*** Opening RECORDS FOR THE EXERCISE ***

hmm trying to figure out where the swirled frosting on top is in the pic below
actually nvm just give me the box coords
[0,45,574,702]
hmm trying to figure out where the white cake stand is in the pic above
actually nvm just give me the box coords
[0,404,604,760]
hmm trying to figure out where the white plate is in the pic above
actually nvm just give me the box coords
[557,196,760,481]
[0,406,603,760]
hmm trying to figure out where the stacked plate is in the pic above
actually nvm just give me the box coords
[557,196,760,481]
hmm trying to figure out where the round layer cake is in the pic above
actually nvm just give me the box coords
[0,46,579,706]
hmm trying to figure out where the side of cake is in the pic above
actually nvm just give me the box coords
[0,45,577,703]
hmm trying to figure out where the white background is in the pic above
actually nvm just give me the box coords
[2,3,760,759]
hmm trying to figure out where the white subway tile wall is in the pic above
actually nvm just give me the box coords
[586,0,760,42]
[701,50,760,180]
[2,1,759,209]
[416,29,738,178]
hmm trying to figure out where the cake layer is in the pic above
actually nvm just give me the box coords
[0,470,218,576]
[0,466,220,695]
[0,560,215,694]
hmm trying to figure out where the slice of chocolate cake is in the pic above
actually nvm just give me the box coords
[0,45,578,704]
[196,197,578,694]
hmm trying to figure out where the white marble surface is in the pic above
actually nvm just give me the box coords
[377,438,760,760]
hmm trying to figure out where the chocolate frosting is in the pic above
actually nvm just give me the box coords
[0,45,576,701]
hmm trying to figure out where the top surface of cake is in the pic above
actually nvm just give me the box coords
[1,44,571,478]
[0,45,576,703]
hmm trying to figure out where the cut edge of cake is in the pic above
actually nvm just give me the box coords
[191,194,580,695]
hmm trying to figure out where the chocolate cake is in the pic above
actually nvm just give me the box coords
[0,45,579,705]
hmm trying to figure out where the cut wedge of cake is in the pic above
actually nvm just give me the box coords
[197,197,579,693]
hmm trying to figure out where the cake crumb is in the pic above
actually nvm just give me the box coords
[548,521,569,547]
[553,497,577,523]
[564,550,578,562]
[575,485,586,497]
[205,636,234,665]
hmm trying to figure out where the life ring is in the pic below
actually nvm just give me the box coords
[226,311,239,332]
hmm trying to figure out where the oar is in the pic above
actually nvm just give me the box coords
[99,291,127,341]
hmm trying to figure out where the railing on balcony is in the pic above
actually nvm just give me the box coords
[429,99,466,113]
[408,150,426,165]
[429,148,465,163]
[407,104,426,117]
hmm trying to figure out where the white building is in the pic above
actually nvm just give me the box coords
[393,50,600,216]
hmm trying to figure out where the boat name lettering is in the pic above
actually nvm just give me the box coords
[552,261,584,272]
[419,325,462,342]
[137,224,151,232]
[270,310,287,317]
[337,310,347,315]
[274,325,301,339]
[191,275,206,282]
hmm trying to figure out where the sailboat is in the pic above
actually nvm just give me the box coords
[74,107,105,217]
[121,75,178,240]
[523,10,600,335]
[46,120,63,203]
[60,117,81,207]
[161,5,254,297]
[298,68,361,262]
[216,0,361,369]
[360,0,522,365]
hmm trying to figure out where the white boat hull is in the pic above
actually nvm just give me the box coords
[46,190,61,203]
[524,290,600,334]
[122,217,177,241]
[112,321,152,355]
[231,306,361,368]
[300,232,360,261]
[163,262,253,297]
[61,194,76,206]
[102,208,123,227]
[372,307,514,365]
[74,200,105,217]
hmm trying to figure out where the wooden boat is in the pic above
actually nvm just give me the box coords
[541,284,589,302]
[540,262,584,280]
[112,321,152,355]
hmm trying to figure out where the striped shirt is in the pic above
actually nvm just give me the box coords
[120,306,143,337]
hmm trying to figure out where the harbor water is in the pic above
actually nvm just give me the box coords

*** Closing RECORDS FOR THE EXERCISE ***

YOUR OBJECTIVE: Would you output all the records above exactly as written?

SOLUTION FOR THIS TASK:
hmm trying to figure out where the swirled frosting on top is in the pic below
actually nvm just give me the box coords
[0,45,574,702]
hmm trying to figure out where the white cake stand is in the pic above
actually nvm just give me the box coords
[0,404,604,760]
hmm trying to figure out where the white plate is in the pic above
actually nvm just give me the box coords
[557,196,760,481]
[0,406,603,760]
hmm trying to figure out where the stacked plate is in the pic above
actually nvm just give me the box coords
[557,196,760,481]
hmm trying to figure out where the round layer cake is in the pic above
actually nvm just give me the box coords
[0,46,579,706]
hmm trying to figure out where the side of cake is in the pic above
actually nvm just give me the box coords
[0,45,577,703]
hmm trying to figure out where the white background is in the pic above
actually nvm just give me the box coords
[2,3,760,759]
hmm trying to figure out where the white subway tile wall is in the pic above
actually nvm just give me the box coords
[586,0,760,42]
[701,50,760,180]
[2,1,759,209]
[416,29,738,178]
hmm trying to figure out where the cake layer is in the pic above
actually nvm just give me the box coords
[0,470,218,576]
[0,466,220,695]
[0,560,215,694]
hmm trying to figure out where the slice of chocolate cake is in the pic above
actually nvm just give me the box coords
[0,45,578,704]
[196,197,578,694]
hmm trying to figure out where the white marble surface is in the pic above
actually nvm just give me the box coords
[377,438,760,760]
hmm trying to figure out where the chocolate frosting is in the pic above
actually nvm just give me the box coords
[0,45,576,701]
hmm trying to figure out where the top surface of cake is in the pic above
actually nvm just give me the box coords
[1,44,571,478]
[0,45,576,703]
hmm trying to figure out where the cut edge of cake is in the pic above
actually nvm just give me the box coords
[191,194,580,695]
hmm trying to figure out where the chocolate cake is in the pic above
actually nvm just give me the box coords
[0,45,579,705]
hmm trying to figure out where the cut wedge of cake is in the pic above
actually nvm just give me the box coords
[197,197,579,693]
hmm trying to figure out where the cake crumb is in the pic above
actually nvm just give me the box coords
[548,521,569,547]
[553,497,577,523]
[564,550,578,562]
[575,485,586,497]
[205,636,234,665]
hmm trying to figure out where the life ring is in the pic below
actually nvm just give me the box coords
[226,311,239,332]
hmm trying to figure out where the oar is in the pic above
actually nvm just give me the box coords
[99,291,127,341]
hmm trying to figure out where the railing on balcony is in the pic above
actually nvm just give me the box coords
[429,99,466,113]
[408,150,426,165]
[429,148,465,163]
[407,104,426,117]
hmm trying to figure out where the white building is in the pic above
actually nvm just give me the box coords
[393,50,600,216]
hmm trying to figure out where the boat name lettering is in the pic above
actually nvm just give me the box coords
[552,261,584,272]
[419,325,462,342]
[137,224,151,232]
[270,310,287,317]
[337,310,347,315]
[274,325,301,339]
[191,275,206,282]
hmm trying to figure out where the sailboat is in the pic above
actually nvm just give me the box coords
[74,107,105,217]
[121,75,178,240]
[523,10,600,335]
[46,120,63,203]
[60,117,81,207]
[161,5,254,297]
[298,68,361,262]
[216,0,361,369]
[360,0,522,365]
hmm trying to figure out where the white boat hull is in the pic above
actually nvm just give me the box coords
[46,190,61,203]
[524,290,600,334]
[122,217,177,241]
[112,321,152,355]
[231,306,361,368]
[300,232,360,261]
[163,262,253,297]
[61,194,76,206]
[102,208,123,227]
[372,307,514,365]
[74,200,105,217]
hmm trying to figure out where the wooden boat is in the pic above
actually nvm just give me the box coords
[541,284,589,302]
[540,262,584,280]
[112,321,152,355]
hmm trying to figure out where the striped shirt is in the pic above
actually nvm just give me the box coords
[120,306,143,337]
hmm trying to figure out where the harbor water is in the pic above
actually nvm just give me the box coords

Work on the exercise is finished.